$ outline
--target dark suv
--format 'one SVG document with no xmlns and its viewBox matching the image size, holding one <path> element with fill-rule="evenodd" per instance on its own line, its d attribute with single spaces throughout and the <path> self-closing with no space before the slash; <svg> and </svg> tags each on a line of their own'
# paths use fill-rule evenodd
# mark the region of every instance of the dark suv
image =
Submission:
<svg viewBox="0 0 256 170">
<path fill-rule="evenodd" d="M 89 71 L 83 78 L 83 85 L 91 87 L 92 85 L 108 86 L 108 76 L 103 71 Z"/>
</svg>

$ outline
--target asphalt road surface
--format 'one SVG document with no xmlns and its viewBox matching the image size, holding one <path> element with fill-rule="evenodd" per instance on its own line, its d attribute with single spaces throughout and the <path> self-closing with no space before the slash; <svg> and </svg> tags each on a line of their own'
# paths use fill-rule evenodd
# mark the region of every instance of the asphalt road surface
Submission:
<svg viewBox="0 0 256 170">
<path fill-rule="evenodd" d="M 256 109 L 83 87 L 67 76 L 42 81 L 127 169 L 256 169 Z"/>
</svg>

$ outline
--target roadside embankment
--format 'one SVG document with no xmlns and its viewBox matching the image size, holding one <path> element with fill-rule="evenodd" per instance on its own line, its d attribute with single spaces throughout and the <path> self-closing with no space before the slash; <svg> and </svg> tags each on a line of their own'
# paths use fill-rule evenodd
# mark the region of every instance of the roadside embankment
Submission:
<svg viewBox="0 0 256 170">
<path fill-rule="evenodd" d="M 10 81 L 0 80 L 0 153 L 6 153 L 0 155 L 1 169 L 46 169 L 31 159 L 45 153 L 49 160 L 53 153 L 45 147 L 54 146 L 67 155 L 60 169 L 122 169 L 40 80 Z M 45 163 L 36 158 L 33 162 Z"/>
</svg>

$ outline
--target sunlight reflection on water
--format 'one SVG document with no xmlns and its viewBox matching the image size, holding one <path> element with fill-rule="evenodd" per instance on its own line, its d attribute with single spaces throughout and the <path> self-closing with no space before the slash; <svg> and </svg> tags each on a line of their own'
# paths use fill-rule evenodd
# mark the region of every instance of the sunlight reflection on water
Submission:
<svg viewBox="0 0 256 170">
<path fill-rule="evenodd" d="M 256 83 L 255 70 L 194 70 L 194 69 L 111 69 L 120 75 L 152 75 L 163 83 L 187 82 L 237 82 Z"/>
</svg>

▸ WORK INSTRUCTIONS
How many lines in the entries above contain the word "water"? Reply with the number alone.

▸ FULL OUTPUT
2